**DATASET CONTENT**

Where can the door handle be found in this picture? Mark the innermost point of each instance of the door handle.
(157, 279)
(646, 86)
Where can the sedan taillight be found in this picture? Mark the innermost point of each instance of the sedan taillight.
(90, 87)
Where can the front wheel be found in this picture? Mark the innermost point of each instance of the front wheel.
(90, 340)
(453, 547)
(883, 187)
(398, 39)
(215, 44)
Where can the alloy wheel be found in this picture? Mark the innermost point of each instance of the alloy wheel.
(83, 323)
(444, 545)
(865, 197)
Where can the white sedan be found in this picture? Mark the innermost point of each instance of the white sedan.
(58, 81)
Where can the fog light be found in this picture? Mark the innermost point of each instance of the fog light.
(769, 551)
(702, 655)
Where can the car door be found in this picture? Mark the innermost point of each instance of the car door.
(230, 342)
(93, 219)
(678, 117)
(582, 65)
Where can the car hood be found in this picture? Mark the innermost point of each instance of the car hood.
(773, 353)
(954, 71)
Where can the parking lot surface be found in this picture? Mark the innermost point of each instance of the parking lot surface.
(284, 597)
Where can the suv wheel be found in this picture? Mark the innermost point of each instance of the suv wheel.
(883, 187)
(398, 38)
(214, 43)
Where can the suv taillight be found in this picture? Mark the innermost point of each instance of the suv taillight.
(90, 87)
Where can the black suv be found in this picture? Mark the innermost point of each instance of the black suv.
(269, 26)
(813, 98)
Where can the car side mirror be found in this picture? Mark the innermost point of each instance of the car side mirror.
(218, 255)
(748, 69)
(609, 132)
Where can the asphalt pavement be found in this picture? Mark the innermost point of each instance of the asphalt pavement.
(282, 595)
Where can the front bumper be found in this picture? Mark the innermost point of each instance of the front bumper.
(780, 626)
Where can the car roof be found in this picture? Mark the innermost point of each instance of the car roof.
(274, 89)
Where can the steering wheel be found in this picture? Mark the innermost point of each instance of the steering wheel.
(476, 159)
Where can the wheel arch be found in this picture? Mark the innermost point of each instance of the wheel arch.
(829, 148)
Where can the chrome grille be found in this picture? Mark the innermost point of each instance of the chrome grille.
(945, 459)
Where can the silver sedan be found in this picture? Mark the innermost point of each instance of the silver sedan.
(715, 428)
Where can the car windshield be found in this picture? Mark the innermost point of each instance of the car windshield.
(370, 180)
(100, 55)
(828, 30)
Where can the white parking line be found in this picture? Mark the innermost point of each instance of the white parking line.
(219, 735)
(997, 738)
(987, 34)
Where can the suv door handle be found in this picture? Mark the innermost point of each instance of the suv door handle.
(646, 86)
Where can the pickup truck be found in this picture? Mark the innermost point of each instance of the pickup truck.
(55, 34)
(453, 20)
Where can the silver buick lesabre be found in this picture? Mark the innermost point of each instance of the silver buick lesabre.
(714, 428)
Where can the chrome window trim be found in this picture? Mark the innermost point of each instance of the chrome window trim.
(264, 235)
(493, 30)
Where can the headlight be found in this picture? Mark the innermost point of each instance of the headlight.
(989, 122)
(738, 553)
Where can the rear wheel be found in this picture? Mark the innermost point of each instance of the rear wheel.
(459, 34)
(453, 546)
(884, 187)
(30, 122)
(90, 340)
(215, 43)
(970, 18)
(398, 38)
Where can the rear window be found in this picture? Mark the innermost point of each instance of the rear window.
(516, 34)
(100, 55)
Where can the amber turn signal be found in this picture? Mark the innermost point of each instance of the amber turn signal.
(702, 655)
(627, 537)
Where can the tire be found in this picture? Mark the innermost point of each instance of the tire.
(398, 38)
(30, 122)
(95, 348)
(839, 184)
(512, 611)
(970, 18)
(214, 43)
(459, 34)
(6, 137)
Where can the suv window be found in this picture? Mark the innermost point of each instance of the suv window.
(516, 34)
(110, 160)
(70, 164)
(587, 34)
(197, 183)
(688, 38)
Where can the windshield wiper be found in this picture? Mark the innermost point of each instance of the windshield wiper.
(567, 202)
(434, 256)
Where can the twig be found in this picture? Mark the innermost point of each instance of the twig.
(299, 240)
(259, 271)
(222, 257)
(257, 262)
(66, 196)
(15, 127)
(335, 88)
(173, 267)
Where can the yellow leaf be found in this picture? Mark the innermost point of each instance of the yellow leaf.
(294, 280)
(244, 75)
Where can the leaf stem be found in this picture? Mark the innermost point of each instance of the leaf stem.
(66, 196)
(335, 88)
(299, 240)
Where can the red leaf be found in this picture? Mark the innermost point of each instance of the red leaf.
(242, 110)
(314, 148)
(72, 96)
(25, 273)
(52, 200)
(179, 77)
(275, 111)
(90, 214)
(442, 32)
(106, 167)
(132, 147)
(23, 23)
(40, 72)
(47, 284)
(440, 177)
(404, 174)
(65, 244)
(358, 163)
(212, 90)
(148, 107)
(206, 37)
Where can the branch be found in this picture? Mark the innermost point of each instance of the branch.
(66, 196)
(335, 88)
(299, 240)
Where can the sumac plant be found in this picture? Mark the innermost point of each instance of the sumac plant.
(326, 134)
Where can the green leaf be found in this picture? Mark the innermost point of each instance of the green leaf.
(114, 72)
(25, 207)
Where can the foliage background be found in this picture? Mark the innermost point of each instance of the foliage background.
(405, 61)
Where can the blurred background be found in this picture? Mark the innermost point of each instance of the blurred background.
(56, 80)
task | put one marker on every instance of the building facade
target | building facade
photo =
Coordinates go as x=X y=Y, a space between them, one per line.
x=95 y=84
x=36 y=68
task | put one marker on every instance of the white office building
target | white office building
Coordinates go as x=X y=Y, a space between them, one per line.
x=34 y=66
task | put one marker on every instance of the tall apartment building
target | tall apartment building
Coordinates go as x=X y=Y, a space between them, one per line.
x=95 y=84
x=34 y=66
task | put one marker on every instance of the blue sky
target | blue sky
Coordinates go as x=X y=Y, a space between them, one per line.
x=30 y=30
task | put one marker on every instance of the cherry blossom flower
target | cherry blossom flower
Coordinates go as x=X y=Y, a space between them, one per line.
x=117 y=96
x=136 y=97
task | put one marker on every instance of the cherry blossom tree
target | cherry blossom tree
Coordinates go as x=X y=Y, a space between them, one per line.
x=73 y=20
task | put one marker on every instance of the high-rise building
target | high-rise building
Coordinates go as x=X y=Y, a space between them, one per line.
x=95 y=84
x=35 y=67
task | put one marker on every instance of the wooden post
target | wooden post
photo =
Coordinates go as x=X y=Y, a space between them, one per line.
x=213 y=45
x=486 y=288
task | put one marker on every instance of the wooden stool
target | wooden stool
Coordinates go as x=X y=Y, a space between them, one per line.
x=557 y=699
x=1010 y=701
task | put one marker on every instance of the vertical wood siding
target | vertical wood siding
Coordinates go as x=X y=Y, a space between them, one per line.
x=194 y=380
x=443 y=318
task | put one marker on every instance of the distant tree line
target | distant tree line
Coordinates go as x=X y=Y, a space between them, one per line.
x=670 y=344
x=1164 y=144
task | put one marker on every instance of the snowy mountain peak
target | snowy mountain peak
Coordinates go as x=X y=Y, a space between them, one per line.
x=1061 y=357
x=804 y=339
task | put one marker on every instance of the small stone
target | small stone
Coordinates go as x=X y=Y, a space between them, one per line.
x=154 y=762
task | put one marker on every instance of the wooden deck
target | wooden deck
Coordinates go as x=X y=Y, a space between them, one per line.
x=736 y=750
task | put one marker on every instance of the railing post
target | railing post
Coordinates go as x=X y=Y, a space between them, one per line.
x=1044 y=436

**PROBLEM**
Print the entries exactly. Include every one.

**RESULT BELOW**
Where can the door handle be found in this picture? Mark the innermost point of each instance of the door handle.
(157, 279)
(646, 86)
Where can the sedan taillight be found in this picture? Mark the innermost point of each instance of the sedan taillight.
(90, 87)
Where can the front wheel be found in this picture? Mark the innermost point of each instance of the front wheel.
(90, 340)
(453, 547)
(883, 187)
(398, 39)
(215, 44)
Where can the alloy wheel be found in this picture? Mark the innermost point of each instance of the alloy wheel.
(83, 323)
(444, 545)
(865, 197)
Where can the white sedan be found in this picture? Mark the innermost point of each instance of the white sedan.
(58, 81)
Where can the fog light be found in this picture? Mark the innermost point of each instance of the fog light.
(769, 551)
(702, 655)
Where can the car door be found in this picture? Mark the innermost point of each instance of the car door.
(230, 342)
(93, 219)
(678, 117)
(582, 65)
Where can the car hood be found in this picture? Mark the innermost point of each instance of the car hood.
(773, 353)
(954, 71)
Where can the parking lot surface be found in this picture? Mark the innermost point of each instance of the parking lot surface.
(284, 597)
Where can the suv wheel be found in this picture? Mark the innermost point of each instance of the suv wheel.
(883, 187)
(398, 38)
(214, 43)
Where can the suv taillight be found in this picture? Mark the innermost point of each instance of the suv taillight.
(90, 87)
Where can the black suv be found in this picture? Mark the innermost point of each instance of the black suv.
(269, 26)
(813, 98)
Where can the car side mirror be found in this picture? Mark the innermost point of each instance of the car side mirror.
(218, 255)
(748, 69)
(609, 132)
Where can the asphalt pavement be found in this picture? Mark the innermost point of each instance of the asphalt pavement.
(282, 595)
Where can the front bumper be found in this picture? Mark the innermost point of each instance of the front bumper.
(780, 626)
Where can the car roof be found in this picture? Mark the innermost point of each instance of the car roof.
(274, 89)
Where can the steering wheel be found in this picture? Mark the innermost point of each instance of the steering wheel.
(476, 159)
Where can the wheel arch be found in this picture? Mark the innermost point of each instance of the wheel arch.
(829, 148)
Where can the chrome grille be found in this picture? Mark the innermost point of each instance of the chrome grille.
(945, 459)
Where can the silver sedan be found in this picture? Mark the innermost point of each instance of the silver sedan.
(715, 428)
Where can the car windshield be found in this picture? Mark the innermost point of each instance of the car windshield.
(370, 180)
(100, 55)
(828, 30)
Where can the white parking line be found in this picture? Mark the innermost point of each instance of the white parking line.
(219, 735)
(997, 738)
(987, 34)
Where can the suv door handle be found in this picture? Mark the innermost point of each instance of the suv door handle.
(646, 86)
Where can the pickup truck be found in this picture? Mark the innermost point of each instance of the pickup truck.
(55, 34)
(453, 20)
Where can the silver buick lesabre be found in this picture? Mark the innermost point of each instance of the silver buick lesabre.
(714, 428)
Where can the chrome window trim be found in this picture? Mark the innermost point of each instance of the chrome window trim.
(264, 235)
(493, 30)
Where can the headlight be found in this picture? Mark the innermost point of each instance of the headlight.
(989, 122)
(738, 553)
Where can the rear wheel be found in this picture? Mark the innermost point of each instance of the rear wheel.
(459, 34)
(453, 546)
(884, 187)
(30, 122)
(90, 340)
(215, 43)
(970, 18)
(398, 38)
Where can the rear window be found in this picture? Mark the innermost point of each instance of the rear window.
(516, 34)
(100, 55)
Where can the amber turn signal be found in this picture? Mark the innermost point of each instance of the amber turn signal.
(702, 655)
(627, 537)
Where can the tire be found in this picture? Mark the innermost point of each instance of the tire.
(398, 38)
(30, 122)
(95, 348)
(839, 184)
(512, 611)
(970, 18)
(214, 43)
(459, 34)
(6, 137)
Where can the suv window be found in this picture? Mark the innermost point of each instance of the suv window.
(516, 34)
(110, 160)
(70, 164)
(587, 34)
(197, 183)
(688, 38)
Where can the windshield wiper be found in this picture? Mark the innermost point of each instance of the windshield wiper.
(567, 202)
(434, 256)
Where can the twig be found in this picture? Mark the innermost point of each instance of the twig.
(299, 240)
(259, 271)
(222, 257)
(257, 262)
(66, 196)
(15, 127)
(335, 88)
(173, 267)
Where can the yellow leaf be found in this picture? Mark the innermost point of each instance of the yellow leaf.
(294, 280)
(244, 75)
Where can the leaf stem be found in this picture? Mark the innermost point of each instance of the leaf stem.
(66, 196)
(335, 88)
(299, 240)
Where can the red leaf be found in this picture? Mark the innermost point of each instance of the red leaf.
(242, 110)
(314, 148)
(72, 96)
(25, 273)
(52, 200)
(179, 77)
(275, 111)
(90, 214)
(442, 32)
(106, 167)
(132, 147)
(23, 23)
(40, 72)
(47, 284)
(440, 177)
(404, 174)
(65, 244)
(358, 163)
(212, 90)
(148, 107)
(206, 37)
Where can the branch be found in this picture? Mark the innermost point of each instance of the branch.
(66, 196)
(335, 88)
(299, 240)
Where can the sumac plant be found in this picture? Mark the innermost point of each instance of the sumac plant.
(326, 134)
Where can the green leaf be found in this picture? Mark the innermost point of each instance of the green leaf.
(114, 72)
(25, 207)
Where can the foliage background be found in this picture? Mark the innermost point of each instance of the foliage background.
(405, 61)
Where can the blurred background be found in this picture? Mark the innermost point of each instance of the blurred background.
(56, 80)
task | put one marker on every instance of the building facade
target | building facade
photo =
Coordinates go as x=X y=Y, a space between them, one per line.
x=95 y=84
x=36 y=68
task | put one marker on every instance of the white office building
target | white office building
Coordinates go as x=X y=Y, a space between them, one per line.
x=34 y=66
task | put one marker on every instance of the tall apartment building
target | tall apartment building
Coordinates go as x=X y=Y, a space between them, one per line.
x=95 y=84
x=34 y=66
task | put one marker on every instance of the blue sky
target | blue sky
Coordinates go as x=X y=Y, a space between them, one per line.
x=30 y=30
task | put one marker on every instance of the cherry blossom flower
target | cherry blossom flower
Coordinates go as x=X y=Y, a space between them, one per line.
x=117 y=96
x=136 y=97
task | put one marker on every instance of the cherry blossom tree
target | cherry blossom tree
Coordinates go as x=X y=Y, a space between them, one per line.
x=73 y=20
task | put one marker on every instance of the high-rise building
target | high-rise building
Coordinates go as x=X y=Y, a space between them, one per line.
x=95 y=84
x=35 y=67
task | put one marker on every instance of the wooden post
target | wooden post
photo =
Coordinates go as x=X y=Y, a space between them, one per line.
x=213 y=45
x=486 y=288
task | put one marker on every instance of the wooden stool
target | wooden stool
Coordinates go as x=X y=Y, a space between them, one per line.
x=557 y=699
x=1010 y=701
task | put one marker on every instance of the vertical wood siding
target | vertical wood siding
Coordinates go as x=X y=Y, a space between them, one per line.
x=194 y=380
x=443 y=318
task | put one marker on every instance of the distant tree line
target | distant tree line
Coordinates go as x=X y=Y, a space between them, one per line.
x=670 y=344
x=1164 y=144
task | put one marker on every instance of the snowy mountain peak
target | snowy mountain peak
Coordinates go as x=X y=Y, a space between them, one per line.
x=1061 y=357
x=804 y=339
task | put one marker on every instance of the small stone
target | small stone
Coordinates go as x=X y=Y, a space between them, one per line.
x=154 y=762
task | put one marker on every instance of the wooden deck
target | wooden deck
Coordinates go as x=X y=Y, a space between them, one per line.
x=736 y=750
task | put one marker on every instance of the railing post
target | railing post
Coordinates go as x=X y=Y, a space between them, one per line.
x=1044 y=436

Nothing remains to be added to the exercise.